• DOCUMENT:
It can definitely happen, that commit is never called:

static int switchdev_port_obj_add_now(struct net_device *dev,
                                      const struct switchdev_obj *obj,
                                      struct netlink_ext_ack *extack)
{

       /* Phase I: prepare for obj add. Driver/device should fail
         * here if there are going to be issues in the commit phase,
         * such as lack of resources or support.  The driver/device
         * should reserve resources needed for the commit phase here,
         * but should not commit the obj.
         */

        trans.ph_prepare = true;
        err = switchdev_port_obj_notify(SWITCHDEV_PORT_OBJ_ADD,
                                        dev, obj, &trans, extack);
        if (err)
                return err;

        /* Phase II: commit obj add.  This cannot fail as a fault
         * of driver/device.  If it does, it's a bug in the driver/device
         * because the driver said everythings was OK in phase I.
         */

        trans.ph_prepare = false;
        err = switchdev_port_obj_notify(SWITCHDEV_PORT_OBJ_ADD,
                                        dev, obj, &trans, extack);
        WARN(err, "%s: Commit of object (id=%d) failed.\n", dev->name, obj->id);

        return err;

So if any notifier returns an error during prepare, the commit is
never called.

So the memory you allocated and added to the list may never get
used. Its refcount stays zero.  Which is why i suggested making the
MDB remove call do a general garbage collect. It is not perfect, the
cleanup could be deferred a long time, but is should get removed
eventually.

	Andrew
Vladimir Oltean Dec. 13, 2020, 12:14 a.m. UTC | #4
On Sun, Dec 13, 2020 at 01:08:55AM +0100, Andrew Lunn wrote:
> > > And you need some way to cleanup the allocated memory when the commit
> > > never happens because some other layer has said No!

• PROVIDED MATERIAL:
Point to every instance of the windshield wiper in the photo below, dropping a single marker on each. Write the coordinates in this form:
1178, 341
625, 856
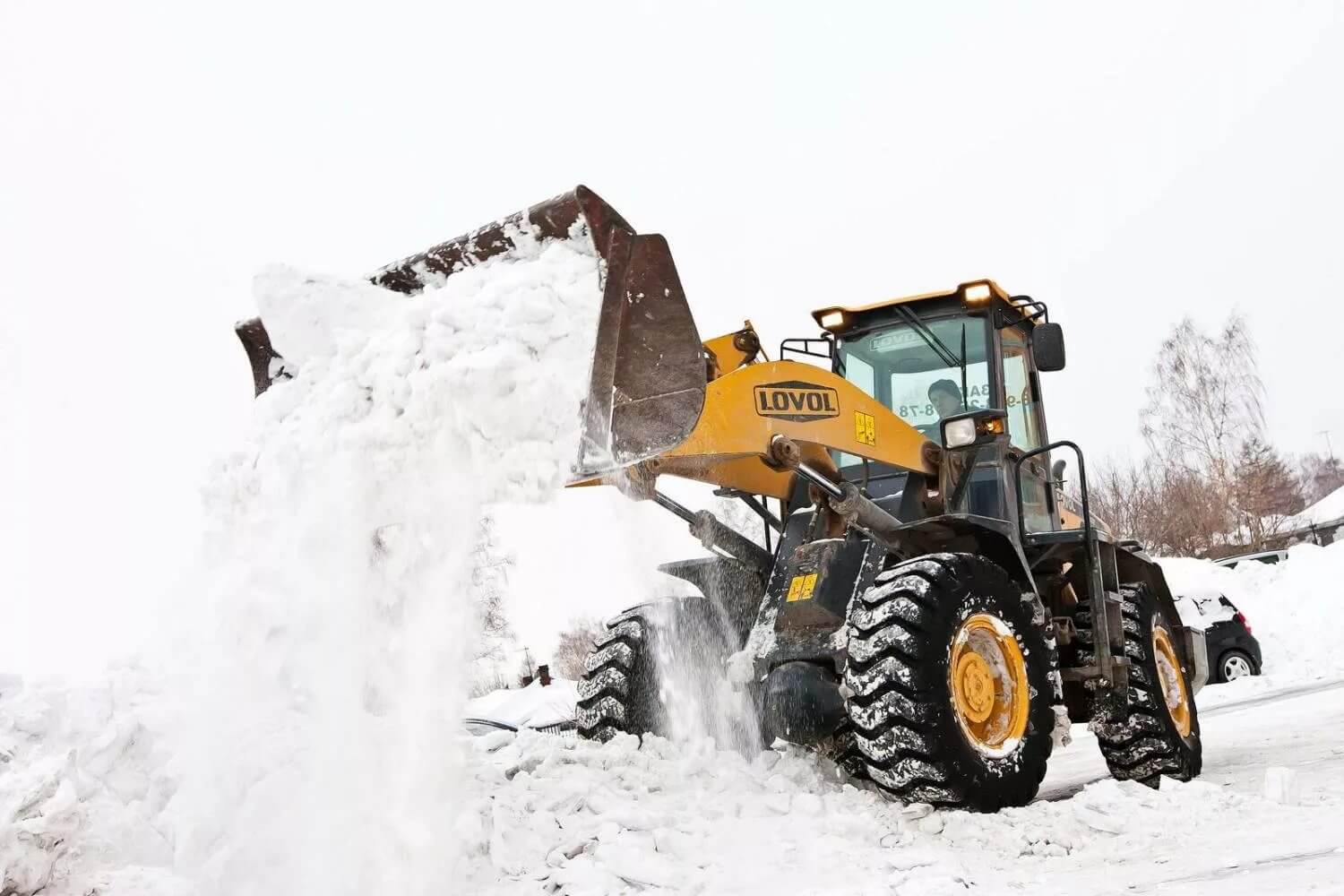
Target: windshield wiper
932, 340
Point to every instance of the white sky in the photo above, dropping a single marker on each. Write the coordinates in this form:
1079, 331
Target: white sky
1129, 166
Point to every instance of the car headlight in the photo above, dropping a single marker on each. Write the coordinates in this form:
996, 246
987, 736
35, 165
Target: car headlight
973, 427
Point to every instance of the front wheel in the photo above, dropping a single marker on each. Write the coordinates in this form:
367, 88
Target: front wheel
951, 685
659, 669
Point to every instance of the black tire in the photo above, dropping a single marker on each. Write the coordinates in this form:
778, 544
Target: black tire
1139, 737
1233, 656
621, 686
902, 707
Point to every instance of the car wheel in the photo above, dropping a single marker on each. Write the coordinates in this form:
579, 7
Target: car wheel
1236, 665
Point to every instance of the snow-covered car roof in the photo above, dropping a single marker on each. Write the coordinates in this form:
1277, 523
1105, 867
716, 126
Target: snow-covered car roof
532, 707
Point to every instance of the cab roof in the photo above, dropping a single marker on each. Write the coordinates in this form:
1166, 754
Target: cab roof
827, 320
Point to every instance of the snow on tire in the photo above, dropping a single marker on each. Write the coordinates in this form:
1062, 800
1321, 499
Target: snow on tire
1140, 737
655, 669
615, 678
951, 685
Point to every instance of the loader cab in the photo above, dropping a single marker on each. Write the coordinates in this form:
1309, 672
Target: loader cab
941, 355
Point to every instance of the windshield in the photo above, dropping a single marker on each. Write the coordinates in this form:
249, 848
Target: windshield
922, 370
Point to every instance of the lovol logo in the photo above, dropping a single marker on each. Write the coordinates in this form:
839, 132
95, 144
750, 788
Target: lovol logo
797, 401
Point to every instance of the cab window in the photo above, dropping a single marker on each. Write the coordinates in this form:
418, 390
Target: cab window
1019, 392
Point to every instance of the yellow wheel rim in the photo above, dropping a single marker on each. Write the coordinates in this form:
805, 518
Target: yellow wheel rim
1171, 680
988, 683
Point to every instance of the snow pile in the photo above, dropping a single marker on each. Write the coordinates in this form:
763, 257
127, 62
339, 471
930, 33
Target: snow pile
1290, 606
1328, 509
304, 740
530, 707
546, 815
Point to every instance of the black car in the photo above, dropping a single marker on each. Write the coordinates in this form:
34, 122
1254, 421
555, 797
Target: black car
1233, 650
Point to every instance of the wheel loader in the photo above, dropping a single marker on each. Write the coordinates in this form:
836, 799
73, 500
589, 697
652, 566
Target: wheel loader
927, 603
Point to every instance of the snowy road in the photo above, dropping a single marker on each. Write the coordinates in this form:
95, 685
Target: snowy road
666, 818
1300, 728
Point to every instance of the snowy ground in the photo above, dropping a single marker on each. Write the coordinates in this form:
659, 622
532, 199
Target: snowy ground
580, 818
301, 732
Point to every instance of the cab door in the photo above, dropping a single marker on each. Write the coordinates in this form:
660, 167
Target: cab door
1026, 427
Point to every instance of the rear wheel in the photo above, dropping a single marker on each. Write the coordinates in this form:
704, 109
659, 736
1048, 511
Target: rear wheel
951, 685
1233, 665
1152, 729
658, 667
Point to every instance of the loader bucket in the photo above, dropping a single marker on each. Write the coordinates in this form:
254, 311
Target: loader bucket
650, 370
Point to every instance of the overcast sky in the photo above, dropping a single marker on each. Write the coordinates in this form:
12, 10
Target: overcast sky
1126, 164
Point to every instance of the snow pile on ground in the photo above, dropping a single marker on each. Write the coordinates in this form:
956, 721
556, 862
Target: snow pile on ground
1292, 606
1328, 509
546, 815
531, 707
300, 734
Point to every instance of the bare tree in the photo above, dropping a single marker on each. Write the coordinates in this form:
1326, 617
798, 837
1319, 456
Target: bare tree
1265, 493
1320, 474
574, 645
489, 581
1204, 401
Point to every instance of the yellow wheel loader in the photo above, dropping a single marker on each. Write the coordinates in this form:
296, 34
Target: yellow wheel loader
925, 603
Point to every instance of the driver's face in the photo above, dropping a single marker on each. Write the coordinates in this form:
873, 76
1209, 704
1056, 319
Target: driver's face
945, 403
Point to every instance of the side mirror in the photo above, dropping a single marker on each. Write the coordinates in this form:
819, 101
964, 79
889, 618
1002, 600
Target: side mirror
1047, 346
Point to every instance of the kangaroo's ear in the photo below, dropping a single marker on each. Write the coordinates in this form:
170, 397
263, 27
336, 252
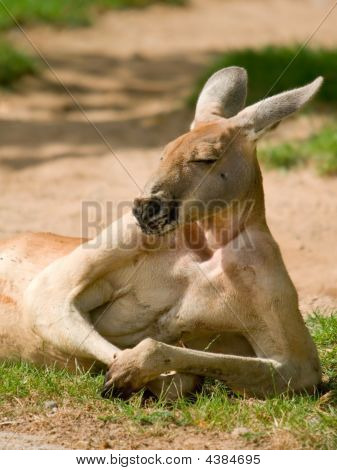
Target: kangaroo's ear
255, 120
223, 95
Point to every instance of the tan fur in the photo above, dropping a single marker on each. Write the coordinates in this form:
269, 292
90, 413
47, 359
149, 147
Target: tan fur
204, 302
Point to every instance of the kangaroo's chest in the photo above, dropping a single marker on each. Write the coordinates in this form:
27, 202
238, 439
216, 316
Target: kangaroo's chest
165, 297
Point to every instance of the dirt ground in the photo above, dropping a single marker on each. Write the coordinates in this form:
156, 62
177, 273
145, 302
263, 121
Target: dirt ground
131, 72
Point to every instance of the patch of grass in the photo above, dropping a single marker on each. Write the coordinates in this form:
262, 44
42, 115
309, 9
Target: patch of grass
64, 12
320, 150
14, 64
309, 420
265, 69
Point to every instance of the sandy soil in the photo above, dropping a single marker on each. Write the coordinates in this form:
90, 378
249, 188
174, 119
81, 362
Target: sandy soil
131, 72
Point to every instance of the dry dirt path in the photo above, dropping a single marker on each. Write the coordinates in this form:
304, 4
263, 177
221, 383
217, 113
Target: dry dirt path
131, 72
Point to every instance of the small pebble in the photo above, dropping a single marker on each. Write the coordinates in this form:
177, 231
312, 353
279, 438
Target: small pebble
51, 405
237, 432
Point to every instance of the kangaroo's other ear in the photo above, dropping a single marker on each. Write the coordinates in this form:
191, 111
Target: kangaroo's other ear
265, 114
223, 95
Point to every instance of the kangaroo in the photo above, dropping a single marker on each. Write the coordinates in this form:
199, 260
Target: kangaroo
189, 284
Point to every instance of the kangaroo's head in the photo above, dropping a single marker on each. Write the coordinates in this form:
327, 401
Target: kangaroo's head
214, 163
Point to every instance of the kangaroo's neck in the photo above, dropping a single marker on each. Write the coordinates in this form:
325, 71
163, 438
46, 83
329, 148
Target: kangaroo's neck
227, 224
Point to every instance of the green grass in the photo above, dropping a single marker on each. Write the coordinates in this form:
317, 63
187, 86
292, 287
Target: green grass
320, 150
14, 64
310, 420
64, 12
265, 69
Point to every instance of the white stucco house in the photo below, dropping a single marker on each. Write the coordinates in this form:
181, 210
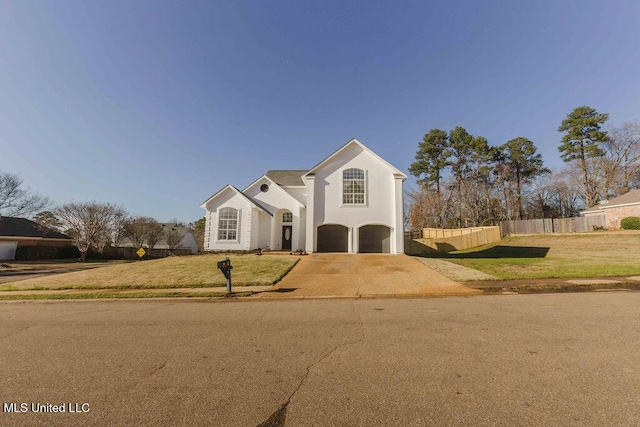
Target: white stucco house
349, 202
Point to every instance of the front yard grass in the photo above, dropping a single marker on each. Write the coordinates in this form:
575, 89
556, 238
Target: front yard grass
599, 254
173, 272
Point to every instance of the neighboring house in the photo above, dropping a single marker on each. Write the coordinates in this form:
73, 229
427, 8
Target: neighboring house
616, 209
349, 202
16, 232
187, 239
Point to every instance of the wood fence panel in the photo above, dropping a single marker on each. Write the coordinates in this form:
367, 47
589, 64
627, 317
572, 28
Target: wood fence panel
548, 225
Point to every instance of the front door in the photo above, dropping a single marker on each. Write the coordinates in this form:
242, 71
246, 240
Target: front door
286, 237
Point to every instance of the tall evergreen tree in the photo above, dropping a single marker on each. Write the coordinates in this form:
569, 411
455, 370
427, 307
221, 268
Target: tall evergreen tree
431, 158
582, 141
523, 165
462, 149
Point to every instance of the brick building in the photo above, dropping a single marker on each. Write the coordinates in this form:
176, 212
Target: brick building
616, 209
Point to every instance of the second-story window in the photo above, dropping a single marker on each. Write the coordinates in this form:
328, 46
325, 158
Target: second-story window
353, 187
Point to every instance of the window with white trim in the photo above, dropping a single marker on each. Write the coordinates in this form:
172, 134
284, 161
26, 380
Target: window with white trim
228, 224
353, 187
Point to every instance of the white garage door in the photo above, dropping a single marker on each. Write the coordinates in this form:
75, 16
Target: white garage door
8, 251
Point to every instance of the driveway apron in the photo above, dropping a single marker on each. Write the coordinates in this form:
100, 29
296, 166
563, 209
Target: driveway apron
363, 275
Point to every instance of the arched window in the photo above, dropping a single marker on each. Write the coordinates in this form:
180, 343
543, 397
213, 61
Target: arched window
228, 224
353, 187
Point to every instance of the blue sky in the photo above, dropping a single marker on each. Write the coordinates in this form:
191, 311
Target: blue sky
155, 105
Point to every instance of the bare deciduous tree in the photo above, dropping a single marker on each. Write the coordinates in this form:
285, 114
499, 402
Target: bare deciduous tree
143, 231
173, 237
88, 224
16, 200
48, 219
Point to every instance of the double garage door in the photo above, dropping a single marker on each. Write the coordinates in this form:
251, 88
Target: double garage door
371, 239
8, 251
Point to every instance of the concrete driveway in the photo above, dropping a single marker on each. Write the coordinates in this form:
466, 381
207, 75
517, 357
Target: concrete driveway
363, 275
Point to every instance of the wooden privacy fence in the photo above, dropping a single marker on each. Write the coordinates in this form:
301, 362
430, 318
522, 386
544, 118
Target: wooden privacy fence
552, 225
450, 239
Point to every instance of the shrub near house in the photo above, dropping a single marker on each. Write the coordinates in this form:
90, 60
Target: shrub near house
630, 223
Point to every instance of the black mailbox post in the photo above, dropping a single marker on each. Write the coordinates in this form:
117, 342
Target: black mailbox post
225, 266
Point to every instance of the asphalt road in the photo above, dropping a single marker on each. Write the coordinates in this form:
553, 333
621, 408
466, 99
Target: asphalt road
559, 359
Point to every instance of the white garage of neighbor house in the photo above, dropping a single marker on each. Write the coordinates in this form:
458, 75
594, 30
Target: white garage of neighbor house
349, 202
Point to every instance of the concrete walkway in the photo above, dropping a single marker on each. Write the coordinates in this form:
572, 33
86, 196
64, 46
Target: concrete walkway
363, 275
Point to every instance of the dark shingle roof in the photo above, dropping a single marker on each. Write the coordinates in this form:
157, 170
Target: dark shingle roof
632, 196
287, 177
22, 227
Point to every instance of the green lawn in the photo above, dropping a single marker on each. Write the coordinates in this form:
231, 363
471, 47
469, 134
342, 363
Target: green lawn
550, 256
172, 272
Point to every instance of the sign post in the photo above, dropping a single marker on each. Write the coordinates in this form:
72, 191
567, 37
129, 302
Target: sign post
225, 266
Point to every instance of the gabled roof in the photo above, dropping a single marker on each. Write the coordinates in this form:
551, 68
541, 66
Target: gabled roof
287, 178
22, 227
632, 197
352, 142
170, 226
240, 193
276, 188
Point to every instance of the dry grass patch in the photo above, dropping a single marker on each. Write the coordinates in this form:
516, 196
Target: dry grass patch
172, 272
597, 254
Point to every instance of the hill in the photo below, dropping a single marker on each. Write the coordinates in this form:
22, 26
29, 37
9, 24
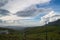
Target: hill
51, 31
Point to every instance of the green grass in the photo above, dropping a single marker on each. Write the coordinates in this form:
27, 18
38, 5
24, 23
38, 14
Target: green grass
35, 33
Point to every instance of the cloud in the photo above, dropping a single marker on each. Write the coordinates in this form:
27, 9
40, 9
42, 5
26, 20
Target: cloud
32, 11
19, 5
3, 2
3, 12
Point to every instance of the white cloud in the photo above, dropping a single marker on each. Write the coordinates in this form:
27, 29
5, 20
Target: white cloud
18, 5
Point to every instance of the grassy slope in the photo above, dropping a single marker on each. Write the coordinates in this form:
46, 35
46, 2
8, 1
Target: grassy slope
39, 33
13, 35
35, 33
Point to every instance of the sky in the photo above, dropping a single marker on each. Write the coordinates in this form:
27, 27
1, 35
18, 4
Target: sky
28, 13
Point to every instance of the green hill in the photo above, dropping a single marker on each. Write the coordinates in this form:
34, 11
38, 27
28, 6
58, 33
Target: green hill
51, 31
12, 35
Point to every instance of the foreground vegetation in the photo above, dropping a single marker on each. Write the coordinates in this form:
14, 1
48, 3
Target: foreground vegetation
52, 32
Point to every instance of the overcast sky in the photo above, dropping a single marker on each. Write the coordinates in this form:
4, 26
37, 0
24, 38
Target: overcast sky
28, 12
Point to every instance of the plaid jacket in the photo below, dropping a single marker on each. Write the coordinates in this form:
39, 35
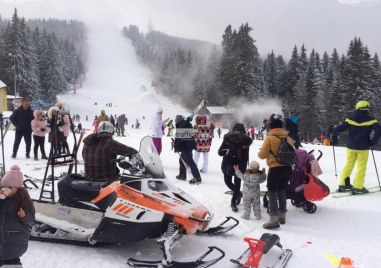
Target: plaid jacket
97, 153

• TASKS TO PERFORM:
(1) Summarize the switchdev thread in two sentences.
(2) In the switchdev thread, what value is trans.ph_prepare set to right before the commit phase?
(3) Reproduce word for word everything in the switchdev thread from "It can definitely" down to "commit the obj.".

• RESULTS:
(1) In switchdev_port_obj_add_now, if any notifier returns an error during the prepare phase, the function returns and the commit phase is never called. The memory allocated and added to the list may then never be used and its refcount stays zero, so the writer suggests making the MDB remove call do a general garbage collect, which is not perfect but should remove it eventually.

(2) false

(3)
It can definitely happen, that commit is never called:

static int switchdev_port_obj_add_now(struct net_device *dev,
                                      const struct switchdev_obj *obj,
                                      struct netlink_ext_ack *extack)
{

       /* Phase I: prepare for obj add. Driver/device should fail
         * here if there are going to be issues in the commit phase,
         * such as lack of resources or support.  The driver/device
         * should reserve resources needed for the commit phase here,
         * but should not commit the obj.